CPU usage is high. You add more CPU. It's high again next week. You add more. The actual cause is a database query doing a full table scan because an index was dropped during a migration. You've been buying hardware to compensate for a missing index.

Fix: Before adding resources, always ask: "Why is this resource being consumed?" Use profiling, not provisioning, as the first response. A flame graph costs nothing. More servers cost money every month, and they're treating the symptom while the cause remains.


6. Tightening coupling to improve performance

Service A makes 10 HTTP calls to Service B per request. You "optimize" by giving Service A direct database access to B's data. Performance improves immediately. Six months later, Service B changes its schema. Service A breaks because it was reading B's database directly. Every change to B now requires coordinating with A.

Fix: Tight coupling trades long-term reliability for short-term performance. Instead, batch the 10 calls into 1 (API optimization), add a cache, or use async patterns. Never bypass a service's API to access its database — that coupling will cause more outages than the latency you saved.


7. Ignoring queue depth until it's too late

Your message queue grows slowly — 100 messages behind, then 500, then 2,000. Nobody alerts on queue depth because "it'll catch up." At 50,000 messages, the consumer OOMs trying to process the backlog. Messages are lost. Even after recovery, the queue has hours of stale messages that are no longer relevant.

Fix: Alert on queue depth AND queue growth rate. A growing queue means arrival rate exceeds processing rate — it will never catch up on its own. Set a max queue size with dead-letter handling. If the queue exceeds a threshold, investigate why consumers can't keep up. Sometimes the right answer is to drop stale messages rather than process a 6-hour backlog.


8. Making the system "more resilient" by adding more components

Your system has reliability issues. You add a cache layer, a message queue, a circuit breaker library, a service mesh, and a CDN. Each component adds its own failure modes. Now you have 5 additional things that can break, each with its own configuration, monitoring, and operational expertise requirements. The system is more complex but not more reliable.

Fix: Before adding a component for resilience, ask: "Does this reduce the total number of failure modes, or increase it?" A circuit breaker reduces failure modes (prevents cascades). A service mesh adds failure modes (sidecar crashes, control plane outages) while providing observability. The trade-off may be worth it, but make the trade-off consciously.

### Provided data
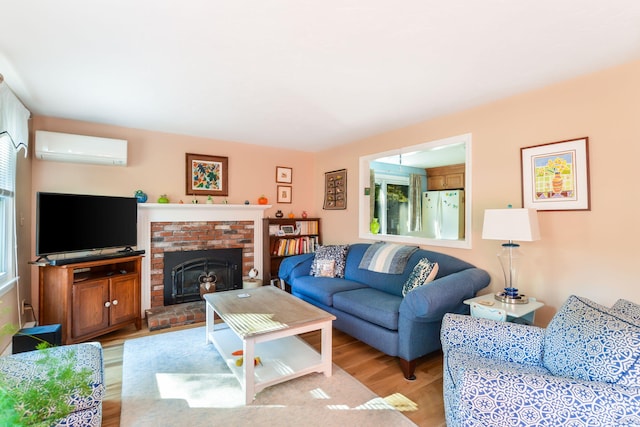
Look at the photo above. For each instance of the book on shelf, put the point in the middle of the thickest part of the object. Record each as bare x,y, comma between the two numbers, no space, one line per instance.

### Your assignment
Write the next part of the article on system reliability mistakes, starting after its final sentence. The material is separate from the article on system reliability mistakes and is unrelated to it.

### Reply
9. Optimizing for the average case instead of the tail

Your P50 latency is 50ms. Average throughput is 500 RPS. You capacity-plan for averages. At 3am, a batch job runs and adds 200 RPS. At the same time, P99 latency spikes to 2 seconds. Connection pools (sized for average concurrency) exhaust. The system degrades for everyone because you planned for the mean, not the tail.

Fix: Capacity-plan for P99, not P50. Size connection pools for peak concurrency (Little's Law at P99 latency), not average. Account for correlated traffic (batch jobs, cron, marketing events). Reserve 30% headroom above measured peak. The average lies to you — the tail is where outages live.


10. Believing your architecture diagram reflects reality

Your architecture diagram shows clean boxes with arrows. Service A calls B. B calls C. Neat and simple. In reality, A also retries on B with 3 attempts, B has a background job that calls A back, C writes to a queue that triggers a lambda that calls A, and everyone talks to the same Redis instance. Your diagram shows the design. The system's actual behavior includes the retries, the crons, the side effects, and the shared resources.

Fix: Map the actual system, not the intended system. Include retry paths, cron jobs, background workers, shared resources, and async callbacks. Use distributed tracing to discover dependencies you didn't know existed. The architecture diagram should make you uncomfortable — if it looks clean, it's incomplete.

Gotcha: Shared resources are hidden coupling. Two services that "don't depend on each other" but share a Redis instance, a Kafka cluster, or a NAT gateway are coupled through that shared resource. When the shared resource degrades, both fail simultaneously — and the architecture diagram shows them as independent.